▶ SHORT PROBLEM A:
Quote the part of the article on student impartiality that opens with the words containing "Mr Sayed-Khaiyum, who" and closes with "you immediate results.".

▶ TEXT PROVIDED:
-- Begin --
Student bodies needed to be relevant and maintain a level of impartiality, says Attorney-General and Minister for Education Aiyaz Sayed-Khaiyum Speaking at the University of Fiji to university students from
21 Feb 2018 11:14
Impartiality Speak Out, A-G Urges Students
Former New Zealand Prime Minister Helen Clark and Attorney-General and Minister for Education Aiyaz Sayed-Khaiyum at the Commonwealth Education Ministers Conference at Sheraton Fiji Resort on Denarau Island, Nadi on February 20, 2018. Photo: DEPTFO News

Student bodies needed to be relevant and maintain a level of impartiality, says Attorney-General and Minister for Education Aiyaz Sayed-Khaiyum

Speaking at the University of Fiji to university students from here and throughout the Commonwealth yesterday, Mr Sayed-Khaiyum said students needed to speak independently as a critical voice on various subjects.

“The moment the impartiality is compromised by any student organisation, the ability to speak on a whole range of issues will be compromised,” Mr Sayed-Khaiyum said.

“Then you can truly become an independent voice and a critic of policies and various issues taking place in your country and even in the education sector.”

Mr Sayed-Khaiyum, who was referring to SDG4, said students may be trained in a particular skill set now, but whether that would be relevant in 10 to 15 years’ time and whether there was a need to upgrade these skills needed to be understood.

“A lot of people think that once you graduate or complete a particular degree, they think that they did not need to do more. But education is a lifelong opportunity,” he said.

“Education is pivotal to the growth of any country. At the same time education does not give the dividend there and then.

“It does not mean that if you spending $900 million on education this year, you would not immediately see the results.

‘‘We need to ensure that policy makers are cognizant of that fact and the reality is that many policy makers don’t like to spend that much money, because it does not give you immediate results.

“Good policy makers will look at the future and will realise that if investments are done in the right places, then obviously the future is much brighter and therefore your economic opportunities are greatly enhanced.
-- End --
▶ DATA SUPPLIED:
-- Begin --
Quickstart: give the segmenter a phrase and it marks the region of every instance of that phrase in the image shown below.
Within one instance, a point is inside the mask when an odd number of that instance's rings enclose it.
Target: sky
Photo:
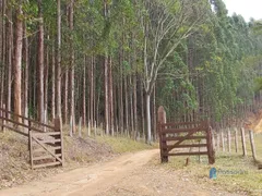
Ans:
[[[262,19],[262,0],[223,0],[227,7],[228,14],[234,12],[241,14],[249,22],[250,17],[254,20]]]

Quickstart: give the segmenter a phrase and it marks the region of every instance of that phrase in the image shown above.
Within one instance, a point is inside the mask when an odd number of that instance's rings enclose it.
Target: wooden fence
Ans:
[[[239,134],[240,131],[240,134]],[[226,134],[225,134],[226,133]],[[247,131],[243,127],[234,127],[234,128],[221,128],[213,131],[213,140],[214,149],[219,152],[233,154],[233,151],[239,154],[241,152],[243,157],[248,156],[247,143],[249,142],[251,154],[258,168],[262,169],[261,157],[257,156],[255,143],[254,143],[254,133],[250,130]],[[239,147],[239,142],[241,142],[241,148]],[[235,145],[231,145],[235,144]],[[235,149],[234,149],[235,148]],[[240,150],[240,149],[241,150]]]
[[[166,123],[166,112],[163,107],[159,107],[158,133],[162,162],[168,162],[169,156],[196,155],[206,155],[209,163],[215,162],[211,127],[207,121]],[[200,144],[201,139],[205,143]],[[184,151],[184,149],[188,150]]]
[[[28,138],[32,169],[63,166],[60,118],[55,119],[55,126],[51,126],[0,108],[0,120],[2,131],[8,128]]]

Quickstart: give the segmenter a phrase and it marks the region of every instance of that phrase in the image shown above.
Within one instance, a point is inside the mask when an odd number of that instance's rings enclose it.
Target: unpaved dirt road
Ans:
[[[0,196],[233,195],[203,189],[188,179],[179,179],[174,172],[146,164],[157,156],[157,149],[127,154],[110,162],[0,191]]]

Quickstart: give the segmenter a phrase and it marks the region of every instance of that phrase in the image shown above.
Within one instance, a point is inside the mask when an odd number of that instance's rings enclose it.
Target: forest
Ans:
[[[0,0],[0,106],[147,143],[159,106],[234,126],[262,98],[259,25],[222,0]]]

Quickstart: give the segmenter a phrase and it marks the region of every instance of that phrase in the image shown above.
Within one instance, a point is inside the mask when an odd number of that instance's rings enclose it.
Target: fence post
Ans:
-- End --
▶ SHORT PROBLEM B:
Reproduce the whole listing with "segmenter" replaced by "mask tool" everywhere, keeping everything else unchanged and leaving out the pictures.

▶ TASK RESPONSE A:
Mr Sayed-Khaiyum, who was referring to SDG4, said students may be trained in a particular skill set now, but whether that would be relevant in 10 to 15 years’ time and whether there was a need to upgrade these skills needed to be understood.

“A lot of people think that once you graduate or complete a particular degree, they think that they did not need to do more. But education is a lifelong opportunity,” he said.

“Education is pivotal to the growth of any country. At the same time education does not give the dividend there and then.

“It does not mean that if you spending $900 million on education this year, you would not immediately see the results.

‘‘We need to ensure that policy makers are cognizant of that fact and the reality is that many policy makers don’t like to spend that much money, because it does not give you immediate results.

▶ TASK RESPONSE B:
Quickstart: give the mask tool a phrase and it marks the region of every instance of that phrase in the image shown below.
Within one instance, a point is inside the mask when an odd number of that instance's rings enclose it.
Target: sky
Photo:
Ans:
[[[262,19],[262,0],[223,0],[227,7],[228,14],[234,12],[241,14],[249,22],[250,17],[254,20]]]

Quickstart: give the mask tool a phrase and it marks the region of every instance of that phrase in the image shown above.
Within one instance, a point is inside the mask when an odd number of that instance's rings enclose it.
Target: wooden fence
Ans:
[[[239,134],[240,131],[240,134]],[[226,134],[225,134],[226,133]],[[247,131],[243,127],[234,127],[234,128],[221,128],[213,131],[213,140],[214,149],[219,152],[233,154],[233,151],[239,154],[241,152],[243,157],[248,156],[247,143],[249,142],[251,154],[258,168],[262,169],[261,157],[257,156],[255,143],[254,143],[254,133],[250,130]],[[239,147],[239,142],[241,142],[241,148]],[[235,145],[231,145],[235,144]],[[235,149],[234,149],[235,148]],[[240,150],[240,149],[241,150]]]
[[[166,123],[166,112],[163,107],[159,107],[158,133],[162,162],[168,162],[169,156],[196,155],[206,155],[209,163],[215,162],[211,127],[207,121]],[[200,144],[201,139],[205,143]],[[184,151],[184,149],[188,150]]]
[[[28,138],[32,169],[63,166],[60,118],[55,119],[55,126],[51,126],[0,108],[0,120],[2,131],[8,128]]]

Quickstart: give the mask tool a phrase and it marks the region of every instance of that phrase in the image shown above.
Within one instance, a point is inside the mask when an odd number of that instance's rings enclose it.
Target: unpaved dirt road
Ans:
[[[0,196],[233,195],[203,189],[188,179],[179,179],[174,172],[146,164],[157,156],[157,149],[127,154],[110,162],[0,191]]]

Quickstart: give the mask tool a phrase and it marks the region of every instance of that phrase in the image shown above.
Within one instance, a point is inside the mask when an odd number of that instance's rings enclose it.
Target: forest
Ans:
[[[0,0],[0,106],[147,143],[159,106],[234,126],[262,98],[259,25],[222,0]]]

Quickstart: give the mask tool a phrase and it marks the region of every instance of that phrase in the image shown above.
Within one instance, a point is inside the mask when an odd number of that instance's rings enclose it.
Target: fence post
Ans:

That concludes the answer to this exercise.